Emily Howlett: What It’s Really Like For Hearing Artists to Work With Deaf Artists

Posted on May 12, 2016

Last month, Positive About Deafness (PAD) Productions were delighted to devise and present two new shows aiming to educate young people about staying safe online.

There has been an alarming increase in the number of young people being abused, harassed, misled or groomed online in recent years, particularly among the d/Deaf and disabled communities. It’s time for action.

Titled ‘The WISE Project’, and commissioned by the Derbyshire Police & Crime Commissioner, the production consisted of two separate shows. “Are We Still Playing?” was an imaginative adventure into a computer game, where all is not as it seems, aimed at those of a primary school age.

For the older age groups we presented “Reality Bytes”, a hard-hitting drama showing the potential dangers of online communication. Both productions were fully accessible to all audiences.

The shows were a resounding success, and The WISE Project has already been recommissioned for a summer tour, starting in the Midlands in June.

But that’s not all.

Our aim at PAD Productions is not only to support and promote d/Deaf and disabled talent, but to educate and encourage mainstream companies and individuals to think about working with d/Deaf and disabled professionals.

**YOUR INSTRUCTIONS:** Revise the post about the online-safety shows: begin at the words "There has been", stop after "primary school age.", and put "inventive" wherever "imaginative" occurs.

**ENTRIES:**

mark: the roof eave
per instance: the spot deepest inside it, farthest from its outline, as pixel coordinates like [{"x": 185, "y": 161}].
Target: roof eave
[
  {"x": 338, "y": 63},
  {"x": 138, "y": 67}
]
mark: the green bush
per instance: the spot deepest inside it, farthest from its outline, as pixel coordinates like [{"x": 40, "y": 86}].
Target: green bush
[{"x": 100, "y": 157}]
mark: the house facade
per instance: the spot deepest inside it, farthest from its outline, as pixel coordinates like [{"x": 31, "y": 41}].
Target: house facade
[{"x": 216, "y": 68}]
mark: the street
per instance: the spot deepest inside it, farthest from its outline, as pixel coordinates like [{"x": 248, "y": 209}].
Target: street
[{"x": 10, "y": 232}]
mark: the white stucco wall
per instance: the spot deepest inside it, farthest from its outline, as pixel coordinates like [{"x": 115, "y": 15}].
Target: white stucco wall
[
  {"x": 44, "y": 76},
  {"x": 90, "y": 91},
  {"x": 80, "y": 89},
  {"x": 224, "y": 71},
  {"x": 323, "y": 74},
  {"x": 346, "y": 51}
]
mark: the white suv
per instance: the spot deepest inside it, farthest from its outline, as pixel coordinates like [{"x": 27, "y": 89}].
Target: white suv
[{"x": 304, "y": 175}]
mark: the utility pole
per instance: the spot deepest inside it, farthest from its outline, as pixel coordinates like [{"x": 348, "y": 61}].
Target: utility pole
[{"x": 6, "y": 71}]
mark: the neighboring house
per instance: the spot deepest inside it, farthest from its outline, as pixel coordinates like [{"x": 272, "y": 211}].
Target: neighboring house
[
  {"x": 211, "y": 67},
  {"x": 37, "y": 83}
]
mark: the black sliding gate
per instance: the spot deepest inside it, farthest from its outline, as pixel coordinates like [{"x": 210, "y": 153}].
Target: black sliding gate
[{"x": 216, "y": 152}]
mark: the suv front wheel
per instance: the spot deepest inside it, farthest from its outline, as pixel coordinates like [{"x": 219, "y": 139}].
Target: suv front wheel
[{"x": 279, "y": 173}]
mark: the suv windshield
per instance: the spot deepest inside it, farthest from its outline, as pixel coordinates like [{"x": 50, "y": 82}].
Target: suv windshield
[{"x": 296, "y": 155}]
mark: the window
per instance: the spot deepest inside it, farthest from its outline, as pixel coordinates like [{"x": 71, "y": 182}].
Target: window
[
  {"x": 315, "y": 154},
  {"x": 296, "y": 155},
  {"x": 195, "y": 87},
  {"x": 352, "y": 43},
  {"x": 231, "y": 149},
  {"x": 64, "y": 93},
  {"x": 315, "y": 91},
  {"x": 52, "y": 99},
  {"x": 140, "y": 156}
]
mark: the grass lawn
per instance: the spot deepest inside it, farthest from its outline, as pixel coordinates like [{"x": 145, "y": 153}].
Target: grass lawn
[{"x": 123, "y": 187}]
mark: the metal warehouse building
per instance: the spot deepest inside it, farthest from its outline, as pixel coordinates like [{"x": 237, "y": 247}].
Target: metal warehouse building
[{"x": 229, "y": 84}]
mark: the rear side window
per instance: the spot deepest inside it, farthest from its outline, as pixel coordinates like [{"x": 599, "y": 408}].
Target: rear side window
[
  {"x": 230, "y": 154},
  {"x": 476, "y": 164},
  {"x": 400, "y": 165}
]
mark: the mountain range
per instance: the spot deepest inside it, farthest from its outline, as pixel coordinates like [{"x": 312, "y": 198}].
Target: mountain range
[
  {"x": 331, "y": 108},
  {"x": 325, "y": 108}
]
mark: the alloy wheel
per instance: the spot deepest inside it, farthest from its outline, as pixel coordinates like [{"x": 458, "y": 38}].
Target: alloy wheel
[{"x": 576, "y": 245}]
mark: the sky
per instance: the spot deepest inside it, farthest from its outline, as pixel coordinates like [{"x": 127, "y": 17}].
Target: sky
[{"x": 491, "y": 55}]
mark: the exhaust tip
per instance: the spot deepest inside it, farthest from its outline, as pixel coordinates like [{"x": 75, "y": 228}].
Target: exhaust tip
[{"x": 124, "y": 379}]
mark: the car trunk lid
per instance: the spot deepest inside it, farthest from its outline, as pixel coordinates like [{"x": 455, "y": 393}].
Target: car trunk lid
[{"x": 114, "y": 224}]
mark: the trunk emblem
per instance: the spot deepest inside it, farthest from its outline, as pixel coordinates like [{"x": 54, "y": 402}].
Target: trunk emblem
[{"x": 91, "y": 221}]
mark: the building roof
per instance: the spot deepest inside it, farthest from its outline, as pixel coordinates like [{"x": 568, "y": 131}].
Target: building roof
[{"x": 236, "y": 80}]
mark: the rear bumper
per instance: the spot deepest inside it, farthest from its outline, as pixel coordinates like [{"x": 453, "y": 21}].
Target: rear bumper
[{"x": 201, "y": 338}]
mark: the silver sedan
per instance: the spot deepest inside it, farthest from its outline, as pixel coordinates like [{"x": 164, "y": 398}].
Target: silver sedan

**SOLUTION BELOW:**
There has been an alarming increase in the number of young people being abused, harassed, misled or groomed online in recent years, particularly among the d/Deaf and disabled communities. It’s time for action.

Titled ‘The WISE Project’, and commissioned by the Derbyshire Police & Crime Commissioner, the production consisted of two separate shows. “Are We Still Playing?” was an inventive adventure into a computer game, where all is not as it seems, aimed at those of a primary school age.